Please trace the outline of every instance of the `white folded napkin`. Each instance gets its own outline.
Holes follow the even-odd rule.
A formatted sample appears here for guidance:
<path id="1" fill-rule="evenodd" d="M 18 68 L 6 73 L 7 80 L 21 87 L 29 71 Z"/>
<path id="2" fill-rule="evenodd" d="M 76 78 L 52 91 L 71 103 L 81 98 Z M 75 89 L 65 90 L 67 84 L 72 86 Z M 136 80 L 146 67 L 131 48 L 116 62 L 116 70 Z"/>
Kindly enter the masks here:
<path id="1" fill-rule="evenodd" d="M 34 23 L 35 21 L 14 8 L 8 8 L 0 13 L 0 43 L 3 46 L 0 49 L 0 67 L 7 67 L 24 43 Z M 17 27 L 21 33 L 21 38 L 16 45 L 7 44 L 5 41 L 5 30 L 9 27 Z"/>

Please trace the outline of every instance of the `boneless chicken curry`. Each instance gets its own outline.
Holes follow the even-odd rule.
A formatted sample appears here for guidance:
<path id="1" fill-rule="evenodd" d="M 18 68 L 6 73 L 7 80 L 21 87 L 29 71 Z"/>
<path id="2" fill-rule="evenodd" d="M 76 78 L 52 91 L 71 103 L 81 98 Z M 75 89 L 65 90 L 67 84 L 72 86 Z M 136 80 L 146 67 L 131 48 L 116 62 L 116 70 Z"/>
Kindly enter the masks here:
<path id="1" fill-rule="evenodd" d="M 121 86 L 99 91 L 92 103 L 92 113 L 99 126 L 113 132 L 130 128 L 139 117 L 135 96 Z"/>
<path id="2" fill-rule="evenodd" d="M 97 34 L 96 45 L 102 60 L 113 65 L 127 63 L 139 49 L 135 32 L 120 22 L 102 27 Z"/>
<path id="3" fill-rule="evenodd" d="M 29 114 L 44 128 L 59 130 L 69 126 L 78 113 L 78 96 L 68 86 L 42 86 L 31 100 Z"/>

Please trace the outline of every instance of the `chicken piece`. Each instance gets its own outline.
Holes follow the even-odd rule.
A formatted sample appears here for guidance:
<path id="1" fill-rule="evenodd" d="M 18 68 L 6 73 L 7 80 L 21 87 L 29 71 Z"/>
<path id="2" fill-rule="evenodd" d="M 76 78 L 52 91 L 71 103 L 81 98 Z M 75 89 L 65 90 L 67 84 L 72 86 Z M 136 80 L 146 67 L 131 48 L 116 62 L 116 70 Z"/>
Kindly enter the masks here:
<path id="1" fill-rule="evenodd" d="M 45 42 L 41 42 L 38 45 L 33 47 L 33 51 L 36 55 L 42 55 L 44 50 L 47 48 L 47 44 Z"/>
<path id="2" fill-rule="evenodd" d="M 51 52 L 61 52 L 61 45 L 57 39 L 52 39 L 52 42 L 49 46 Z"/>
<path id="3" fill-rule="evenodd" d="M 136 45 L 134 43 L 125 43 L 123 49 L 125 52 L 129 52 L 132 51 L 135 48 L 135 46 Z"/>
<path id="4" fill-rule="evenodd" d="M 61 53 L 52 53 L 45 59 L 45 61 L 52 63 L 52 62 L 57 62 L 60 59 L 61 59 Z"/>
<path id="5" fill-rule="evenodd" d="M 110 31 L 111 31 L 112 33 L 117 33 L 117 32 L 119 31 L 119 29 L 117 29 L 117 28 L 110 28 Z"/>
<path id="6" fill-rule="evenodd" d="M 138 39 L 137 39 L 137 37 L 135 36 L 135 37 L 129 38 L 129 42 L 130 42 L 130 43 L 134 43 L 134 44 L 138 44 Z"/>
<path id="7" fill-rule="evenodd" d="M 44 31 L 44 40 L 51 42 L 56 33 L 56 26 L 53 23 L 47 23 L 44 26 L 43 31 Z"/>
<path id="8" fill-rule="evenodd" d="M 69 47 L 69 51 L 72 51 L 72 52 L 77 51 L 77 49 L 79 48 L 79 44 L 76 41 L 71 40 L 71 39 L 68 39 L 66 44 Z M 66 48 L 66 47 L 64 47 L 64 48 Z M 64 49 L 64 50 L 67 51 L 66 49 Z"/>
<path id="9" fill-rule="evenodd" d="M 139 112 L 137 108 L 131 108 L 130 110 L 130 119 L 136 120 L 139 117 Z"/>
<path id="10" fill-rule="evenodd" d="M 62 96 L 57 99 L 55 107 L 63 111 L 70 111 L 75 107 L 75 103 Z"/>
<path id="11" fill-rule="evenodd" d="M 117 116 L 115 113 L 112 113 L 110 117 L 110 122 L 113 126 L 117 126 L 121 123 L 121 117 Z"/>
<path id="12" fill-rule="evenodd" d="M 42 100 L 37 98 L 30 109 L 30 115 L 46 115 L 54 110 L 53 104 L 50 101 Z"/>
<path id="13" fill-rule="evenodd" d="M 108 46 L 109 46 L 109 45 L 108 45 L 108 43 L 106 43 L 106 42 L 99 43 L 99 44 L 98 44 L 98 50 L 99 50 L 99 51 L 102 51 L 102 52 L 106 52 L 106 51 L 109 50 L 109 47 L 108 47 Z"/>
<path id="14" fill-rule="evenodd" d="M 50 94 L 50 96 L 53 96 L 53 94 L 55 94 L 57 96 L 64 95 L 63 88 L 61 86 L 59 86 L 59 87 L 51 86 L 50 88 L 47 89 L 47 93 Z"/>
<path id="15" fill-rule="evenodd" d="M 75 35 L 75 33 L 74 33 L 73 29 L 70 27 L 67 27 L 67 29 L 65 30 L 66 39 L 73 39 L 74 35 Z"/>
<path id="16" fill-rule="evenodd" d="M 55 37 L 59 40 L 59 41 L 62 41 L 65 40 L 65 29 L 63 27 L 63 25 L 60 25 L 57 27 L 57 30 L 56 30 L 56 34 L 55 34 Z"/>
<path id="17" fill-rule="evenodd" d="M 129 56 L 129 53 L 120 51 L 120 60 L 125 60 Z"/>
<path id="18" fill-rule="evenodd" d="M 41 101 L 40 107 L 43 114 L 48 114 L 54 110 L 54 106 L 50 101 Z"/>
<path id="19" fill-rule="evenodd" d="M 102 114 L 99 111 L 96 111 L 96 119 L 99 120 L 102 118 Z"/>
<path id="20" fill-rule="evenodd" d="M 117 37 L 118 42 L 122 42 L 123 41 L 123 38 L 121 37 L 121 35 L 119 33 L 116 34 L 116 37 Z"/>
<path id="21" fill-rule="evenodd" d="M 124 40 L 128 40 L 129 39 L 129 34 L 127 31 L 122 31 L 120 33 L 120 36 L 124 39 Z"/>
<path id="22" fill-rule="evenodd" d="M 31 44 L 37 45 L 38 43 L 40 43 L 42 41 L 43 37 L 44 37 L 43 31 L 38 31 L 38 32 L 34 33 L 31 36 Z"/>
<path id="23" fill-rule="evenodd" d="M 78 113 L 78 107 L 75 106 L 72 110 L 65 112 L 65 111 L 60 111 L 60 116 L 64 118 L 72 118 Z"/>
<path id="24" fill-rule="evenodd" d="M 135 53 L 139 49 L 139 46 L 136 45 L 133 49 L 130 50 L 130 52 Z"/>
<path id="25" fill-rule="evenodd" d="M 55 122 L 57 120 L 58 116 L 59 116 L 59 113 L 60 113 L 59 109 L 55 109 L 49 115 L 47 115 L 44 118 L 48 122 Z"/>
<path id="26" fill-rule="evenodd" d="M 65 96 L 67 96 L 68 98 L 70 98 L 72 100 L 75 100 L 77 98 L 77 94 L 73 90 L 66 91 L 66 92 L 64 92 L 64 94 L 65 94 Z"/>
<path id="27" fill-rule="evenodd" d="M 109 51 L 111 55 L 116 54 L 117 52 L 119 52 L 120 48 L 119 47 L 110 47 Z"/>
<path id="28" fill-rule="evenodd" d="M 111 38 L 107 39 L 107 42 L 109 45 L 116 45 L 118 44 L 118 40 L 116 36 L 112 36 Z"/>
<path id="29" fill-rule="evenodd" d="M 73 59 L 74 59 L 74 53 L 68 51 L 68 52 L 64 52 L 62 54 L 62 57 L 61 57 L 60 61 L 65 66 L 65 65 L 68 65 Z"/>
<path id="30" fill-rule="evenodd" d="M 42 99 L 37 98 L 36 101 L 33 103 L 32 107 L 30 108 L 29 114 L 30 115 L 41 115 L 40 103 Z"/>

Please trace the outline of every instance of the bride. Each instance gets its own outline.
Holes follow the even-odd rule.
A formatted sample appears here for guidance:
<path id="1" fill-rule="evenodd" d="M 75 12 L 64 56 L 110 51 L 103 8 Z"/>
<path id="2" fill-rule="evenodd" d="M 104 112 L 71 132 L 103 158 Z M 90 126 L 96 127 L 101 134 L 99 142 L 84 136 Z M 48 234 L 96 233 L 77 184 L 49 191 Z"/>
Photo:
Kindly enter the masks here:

━━━━━━━━━━━━━━━━━━━━

* _DIRECTIONS_
Only the lines from the one that contains "Please trace the outline of every instance of the bride." to the end of the entries above should be given again, exactly and in full.

* _SOLUTION TO THE PROBLEM_
Please trace the outline of every instance of the bride. Each instance gets its own outline.
Holes follow the even-odd rule.
A formatted sample appears here for guidance:
<path id="1" fill-rule="evenodd" d="M 75 12 L 64 56 L 110 51 L 103 8 Z"/>
<path id="2" fill-rule="evenodd" d="M 104 112 L 71 132 L 103 158 Z M 90 126 L 96 127 L 101 134 L 99 142 L 84 136 Z M 48 234 L 96 233 L 77 184 L 49 191 Z"/>
Photo:
Kindly enter the masks here:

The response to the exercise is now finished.